List of tasks —
[1] In the text on digitization and the IMPACT project, when did Richard Boulderstone join the British Library?
[2] Continue the text on digitization and the IMPACT project from its last sentence.

Document section —
Strategic Digital overview
Digitisation has the potential to revolutionise research - the efficiency gains made possible by access to digital rather than physical items are huge. Many national libraries and other institutions are digitising significant proportions of their collections. However this is only the first step to making these documents accessible. Optical Character Recongition, indexing, text mining and sophisticated browser-based applications are also required to make this material easy to find, view, compare and analyse. The improvement in these techniques will only be made possible by collaborative projects where the cost, risk and benefits can be shared between project partners - Impact is such a project. IMPACT has moved the boundaries of research forward by developing the tools that are required to unlock our physical collections and turn them into digital treasures.
Mr. Richard Boulderstone joined the British Library as Director of e-Strategy in July 2002. Formerly a CTO and Product Development Director at a number of international information providers, he has led the creation of many information based products both in the USA and UK. Mr. Boulderstone has led the creation of the British Library's Digital Library System that is the primary repository for the Library’s digital collections and is also responsible for the Science, Technology & Medicine collections & services at the BL.
Applied IMPACT: Does the new FineReader Engine and Dutch lexicon increase OCR accuracy and production efficiency? A case study by KB and CCS
OCR of historic newspapers printed in old font types like Fraktur and Gothic is a challenge and so far has not provided a sufficient level of text accuracy. KB and CCS investigate whether integrating the new ABBYY FineReader 10 and INL’s Dutch lexicon into a mass digitisation workflow system leads to improved text accuracy and fewer manual corrections.
Claus Gravenhorst joined CCS Content Conversion Specialists GmbH in 1983, holds a diploma in Electrical Engineering (TU Braunschweig, 1983). Today he is the Director of Strategic Initiatives at CCS leading business development. For 10 years Claus was in charge of the product management of CCS products. During the METAe Project, sponsored by the European Union Framework 5, from 2000 to 2003 Claus collaborated with 16 international partners (Universities, Libraries and Research Institutions) to develop a conversion engine for books and journals. Claus was responsible for the project management, exploration and dissemination. Since 2003 he is engaged in Business Development and acts as a speaker on various international conferences and exhibitions. In 2006 Claus contributed as a co-author to “Digitalization - International Projects in Libraries and Archives”, published in June 2007 by BibSpider, Berlin.

Study material —
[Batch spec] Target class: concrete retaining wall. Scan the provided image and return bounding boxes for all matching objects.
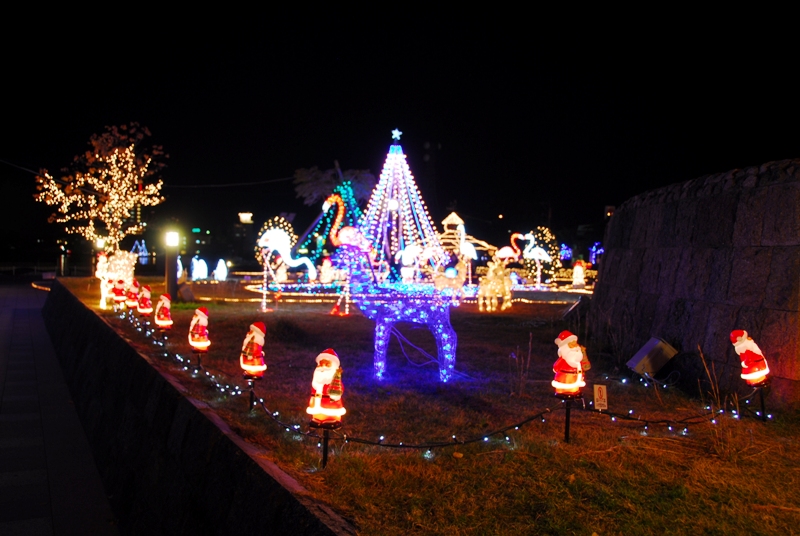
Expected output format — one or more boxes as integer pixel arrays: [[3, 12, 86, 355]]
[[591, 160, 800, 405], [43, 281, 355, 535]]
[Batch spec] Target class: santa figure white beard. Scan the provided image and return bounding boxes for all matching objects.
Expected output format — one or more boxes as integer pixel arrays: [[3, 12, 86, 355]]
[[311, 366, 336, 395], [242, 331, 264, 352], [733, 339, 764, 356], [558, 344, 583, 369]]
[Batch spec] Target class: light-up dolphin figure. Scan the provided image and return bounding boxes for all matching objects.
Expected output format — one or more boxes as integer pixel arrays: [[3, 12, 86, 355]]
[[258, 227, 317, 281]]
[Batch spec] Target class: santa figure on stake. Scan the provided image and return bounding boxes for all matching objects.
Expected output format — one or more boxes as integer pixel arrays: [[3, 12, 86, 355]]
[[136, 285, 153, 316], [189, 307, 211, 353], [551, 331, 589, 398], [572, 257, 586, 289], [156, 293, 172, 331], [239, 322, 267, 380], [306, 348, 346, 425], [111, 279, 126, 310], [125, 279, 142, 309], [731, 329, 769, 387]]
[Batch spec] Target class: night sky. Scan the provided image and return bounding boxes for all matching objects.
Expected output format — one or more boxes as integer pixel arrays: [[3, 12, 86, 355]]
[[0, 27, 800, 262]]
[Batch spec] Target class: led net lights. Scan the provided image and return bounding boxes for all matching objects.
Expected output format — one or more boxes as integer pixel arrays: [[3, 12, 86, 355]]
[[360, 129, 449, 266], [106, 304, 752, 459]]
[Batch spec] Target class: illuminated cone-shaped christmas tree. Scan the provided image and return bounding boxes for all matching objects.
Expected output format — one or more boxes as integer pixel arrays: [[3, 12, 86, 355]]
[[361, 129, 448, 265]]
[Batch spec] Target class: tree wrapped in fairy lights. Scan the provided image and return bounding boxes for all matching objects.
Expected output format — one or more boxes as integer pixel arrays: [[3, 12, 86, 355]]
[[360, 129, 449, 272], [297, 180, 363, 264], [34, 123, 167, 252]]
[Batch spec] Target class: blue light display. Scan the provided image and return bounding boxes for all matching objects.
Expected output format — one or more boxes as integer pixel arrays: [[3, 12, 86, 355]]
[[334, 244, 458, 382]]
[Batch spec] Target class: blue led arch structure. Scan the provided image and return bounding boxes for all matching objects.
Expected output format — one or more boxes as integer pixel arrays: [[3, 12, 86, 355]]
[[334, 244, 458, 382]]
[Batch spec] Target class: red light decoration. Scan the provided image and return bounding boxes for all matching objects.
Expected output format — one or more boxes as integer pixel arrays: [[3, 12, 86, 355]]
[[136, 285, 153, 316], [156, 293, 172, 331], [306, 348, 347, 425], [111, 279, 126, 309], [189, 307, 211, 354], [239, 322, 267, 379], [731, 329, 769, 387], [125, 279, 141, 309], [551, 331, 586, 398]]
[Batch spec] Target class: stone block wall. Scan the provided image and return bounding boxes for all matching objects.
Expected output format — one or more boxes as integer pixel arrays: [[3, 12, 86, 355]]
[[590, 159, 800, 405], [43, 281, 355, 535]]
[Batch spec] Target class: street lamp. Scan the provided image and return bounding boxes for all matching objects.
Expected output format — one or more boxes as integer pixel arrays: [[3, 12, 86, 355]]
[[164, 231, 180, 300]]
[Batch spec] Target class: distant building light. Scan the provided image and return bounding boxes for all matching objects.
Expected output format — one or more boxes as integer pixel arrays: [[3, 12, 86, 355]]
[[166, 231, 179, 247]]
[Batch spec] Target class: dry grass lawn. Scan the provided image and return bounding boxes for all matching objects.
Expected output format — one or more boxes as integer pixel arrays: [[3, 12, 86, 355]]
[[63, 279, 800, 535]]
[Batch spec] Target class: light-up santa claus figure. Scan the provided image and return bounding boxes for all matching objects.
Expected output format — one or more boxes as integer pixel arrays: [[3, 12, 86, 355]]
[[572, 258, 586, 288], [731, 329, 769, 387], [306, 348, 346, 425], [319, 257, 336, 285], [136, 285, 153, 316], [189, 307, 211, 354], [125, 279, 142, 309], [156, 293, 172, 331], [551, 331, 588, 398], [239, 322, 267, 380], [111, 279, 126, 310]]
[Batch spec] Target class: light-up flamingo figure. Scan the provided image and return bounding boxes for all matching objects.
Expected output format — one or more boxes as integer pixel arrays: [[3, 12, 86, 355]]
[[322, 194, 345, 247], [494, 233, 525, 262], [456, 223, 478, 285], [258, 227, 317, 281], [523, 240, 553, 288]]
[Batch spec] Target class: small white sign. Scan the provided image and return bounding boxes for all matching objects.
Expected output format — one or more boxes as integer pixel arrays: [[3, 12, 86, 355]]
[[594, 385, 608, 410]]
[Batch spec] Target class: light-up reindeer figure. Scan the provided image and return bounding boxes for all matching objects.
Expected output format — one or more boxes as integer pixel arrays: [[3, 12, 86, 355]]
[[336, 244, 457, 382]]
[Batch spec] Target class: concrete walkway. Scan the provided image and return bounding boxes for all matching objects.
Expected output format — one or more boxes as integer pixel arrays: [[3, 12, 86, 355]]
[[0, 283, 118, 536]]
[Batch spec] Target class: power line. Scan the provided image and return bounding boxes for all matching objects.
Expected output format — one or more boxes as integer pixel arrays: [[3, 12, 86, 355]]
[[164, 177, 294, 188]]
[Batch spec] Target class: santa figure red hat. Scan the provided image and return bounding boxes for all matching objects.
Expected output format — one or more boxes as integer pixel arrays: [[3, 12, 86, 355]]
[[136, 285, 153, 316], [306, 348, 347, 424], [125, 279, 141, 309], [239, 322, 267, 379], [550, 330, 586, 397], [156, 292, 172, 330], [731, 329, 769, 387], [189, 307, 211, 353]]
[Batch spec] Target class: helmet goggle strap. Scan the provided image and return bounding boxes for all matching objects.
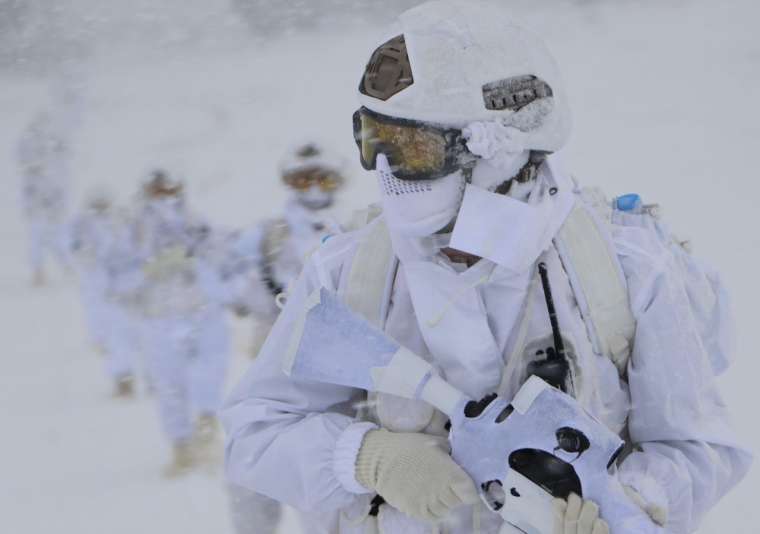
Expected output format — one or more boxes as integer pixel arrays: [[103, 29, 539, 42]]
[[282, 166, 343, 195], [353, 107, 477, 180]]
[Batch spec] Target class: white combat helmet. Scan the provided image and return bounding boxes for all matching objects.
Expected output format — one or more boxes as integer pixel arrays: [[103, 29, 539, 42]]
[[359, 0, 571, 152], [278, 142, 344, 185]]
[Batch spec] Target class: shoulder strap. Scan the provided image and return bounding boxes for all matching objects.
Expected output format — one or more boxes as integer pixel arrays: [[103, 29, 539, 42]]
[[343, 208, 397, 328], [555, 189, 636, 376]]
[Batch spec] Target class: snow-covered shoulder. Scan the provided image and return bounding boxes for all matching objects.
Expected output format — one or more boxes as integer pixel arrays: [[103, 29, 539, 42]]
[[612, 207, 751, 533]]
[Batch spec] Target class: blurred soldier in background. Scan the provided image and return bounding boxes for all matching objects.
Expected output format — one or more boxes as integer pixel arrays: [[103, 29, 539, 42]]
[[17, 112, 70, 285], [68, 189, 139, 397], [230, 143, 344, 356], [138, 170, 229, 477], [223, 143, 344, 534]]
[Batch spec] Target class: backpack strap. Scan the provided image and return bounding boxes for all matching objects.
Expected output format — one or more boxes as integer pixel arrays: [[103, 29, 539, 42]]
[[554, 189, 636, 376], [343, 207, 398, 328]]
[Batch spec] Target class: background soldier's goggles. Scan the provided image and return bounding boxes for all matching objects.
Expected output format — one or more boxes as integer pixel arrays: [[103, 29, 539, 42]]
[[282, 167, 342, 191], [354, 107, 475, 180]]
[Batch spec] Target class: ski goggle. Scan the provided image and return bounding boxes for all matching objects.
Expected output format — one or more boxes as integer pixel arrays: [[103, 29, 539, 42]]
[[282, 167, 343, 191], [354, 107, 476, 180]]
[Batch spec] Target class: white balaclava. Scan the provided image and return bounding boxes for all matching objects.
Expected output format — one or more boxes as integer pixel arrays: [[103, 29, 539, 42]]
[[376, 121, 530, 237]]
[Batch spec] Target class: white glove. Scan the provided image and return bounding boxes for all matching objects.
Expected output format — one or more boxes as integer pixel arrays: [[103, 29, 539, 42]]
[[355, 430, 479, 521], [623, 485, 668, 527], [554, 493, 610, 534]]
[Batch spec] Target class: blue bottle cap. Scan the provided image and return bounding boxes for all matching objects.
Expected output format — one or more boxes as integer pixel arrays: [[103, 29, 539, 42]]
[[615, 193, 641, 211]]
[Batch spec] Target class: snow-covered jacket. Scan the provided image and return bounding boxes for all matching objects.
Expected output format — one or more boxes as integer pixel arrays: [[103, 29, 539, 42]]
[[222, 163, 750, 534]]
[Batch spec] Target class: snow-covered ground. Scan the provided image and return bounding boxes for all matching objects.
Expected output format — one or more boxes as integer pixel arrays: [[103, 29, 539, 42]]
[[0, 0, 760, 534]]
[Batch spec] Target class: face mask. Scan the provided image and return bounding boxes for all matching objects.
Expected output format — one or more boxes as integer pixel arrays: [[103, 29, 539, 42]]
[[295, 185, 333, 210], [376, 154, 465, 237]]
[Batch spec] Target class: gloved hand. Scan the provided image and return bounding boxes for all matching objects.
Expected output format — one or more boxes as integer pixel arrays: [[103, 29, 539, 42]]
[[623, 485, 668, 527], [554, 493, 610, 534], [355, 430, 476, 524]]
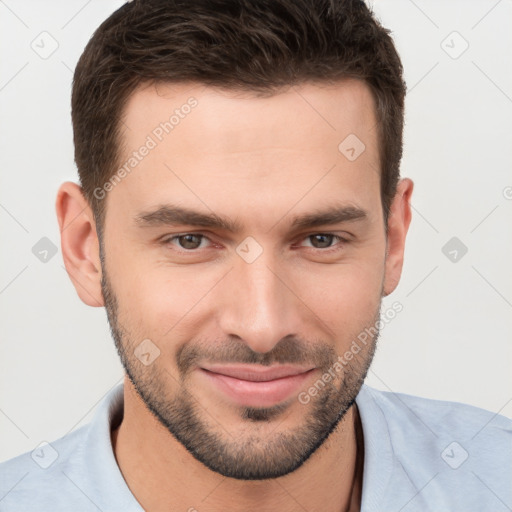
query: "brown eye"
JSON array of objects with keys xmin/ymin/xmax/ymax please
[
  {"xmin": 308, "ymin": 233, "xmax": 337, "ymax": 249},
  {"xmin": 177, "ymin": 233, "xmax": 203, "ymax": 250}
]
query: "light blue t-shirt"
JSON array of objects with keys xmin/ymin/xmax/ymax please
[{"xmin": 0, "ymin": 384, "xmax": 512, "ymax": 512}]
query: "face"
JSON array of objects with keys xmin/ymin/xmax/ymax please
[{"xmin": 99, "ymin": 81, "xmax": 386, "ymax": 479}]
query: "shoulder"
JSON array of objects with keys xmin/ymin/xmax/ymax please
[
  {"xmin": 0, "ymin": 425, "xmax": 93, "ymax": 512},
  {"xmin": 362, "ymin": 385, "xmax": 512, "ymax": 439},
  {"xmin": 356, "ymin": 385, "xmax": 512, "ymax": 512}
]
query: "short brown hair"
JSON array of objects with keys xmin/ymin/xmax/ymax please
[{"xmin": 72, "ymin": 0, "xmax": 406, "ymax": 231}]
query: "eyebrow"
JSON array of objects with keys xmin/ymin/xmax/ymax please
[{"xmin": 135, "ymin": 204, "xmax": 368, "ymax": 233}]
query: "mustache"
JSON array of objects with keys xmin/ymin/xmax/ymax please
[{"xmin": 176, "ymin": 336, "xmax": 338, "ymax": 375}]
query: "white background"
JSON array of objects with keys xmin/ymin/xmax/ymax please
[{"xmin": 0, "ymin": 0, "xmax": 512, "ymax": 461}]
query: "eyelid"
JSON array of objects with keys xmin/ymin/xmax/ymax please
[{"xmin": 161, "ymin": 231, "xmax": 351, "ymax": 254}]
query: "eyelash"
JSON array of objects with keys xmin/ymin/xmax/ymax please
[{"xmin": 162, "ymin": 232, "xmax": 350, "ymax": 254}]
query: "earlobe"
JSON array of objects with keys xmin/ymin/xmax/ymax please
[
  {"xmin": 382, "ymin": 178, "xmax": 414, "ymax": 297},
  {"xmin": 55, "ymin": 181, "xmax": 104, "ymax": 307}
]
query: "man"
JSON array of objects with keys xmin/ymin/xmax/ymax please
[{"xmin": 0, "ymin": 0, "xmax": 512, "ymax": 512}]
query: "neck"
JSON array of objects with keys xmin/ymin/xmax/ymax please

Responses by task —
[1] He joined in July 2002.

[2]
Experiences in mass digitisation: examining OCR quality
With millions of books digitized, there is now a massive amount of OCR extracted text in use: for building indexes, end user display, etc. What can we learn about the quality of this material and how can we work to apply that knowledge to improving the precision of OCR tools?
Paul Fogel is the Technical Lead for Mass Digitization at the University of California's California Digital Library, as well as serving as the co-Technical Lead for UC's partnership in the HathiTrust. He provides technical leadership for UC's collaborative work on mass digitization of books across all of the 10 UC campus libraries.
Crowdsourcing in the Digitalkoot project
Digitalkoot is a game-based crowdsourcing project where volunteers focus on fixing OCR errors in digitised newspapers. As volunteers become an important part of the digitising process the user experience changes as the quality of digitised material improves. Additionally the possibility to take part in the digitising process brings cultural heritage closer to its users.
Majlis Bremer-Laamanen is Director of the Centre for Preservation and Digitisation at the National Library of Finland. She has experience as Project Leader and Work Package Leader in several national and international projects. Bremer-Laamanen has actively contributed to a number of publications in the field. She is a member of the EU Member States' Expert group on Digitisation and Digital Preservation and the IFLA Newspaper Section. In Finland, she participates in the National Digital Library: Availability Section, The National Library Management Group, the Mikkeli University Consortium: Management group and Advisory Board and the Digital Mikkeli Management group.
CLARIN and IMPACT: Crossing Paths
I will give a very brief overview of what CLARIN is and where it is going, and I will show how CLARIN’s and IMPACT’s paths seem to be crossing. The main question I will ask myself and the audience is how we can celebrate, and more importantly exploit this in order to provide better services to our target audiences.
Steven Krauwer is the coordinator of CLARIN, aimed at the construction of a Language Resources and Technology Infrastructure to serve the Humanities and Social Sciences research community. He got his degree in mathematics from Utrecht University with a minor in linguistics. Since 1972 he has been working as a researcher, lecturer and project manager in the Utrecht institute of Linguistics of the Faculty of Humanities of Utrecht University. His main research interest has been Language Technology, with a special focus on Machine Translation. His recent research interests include language resources and tools for the Humanities, endangered languages and research infrastructures.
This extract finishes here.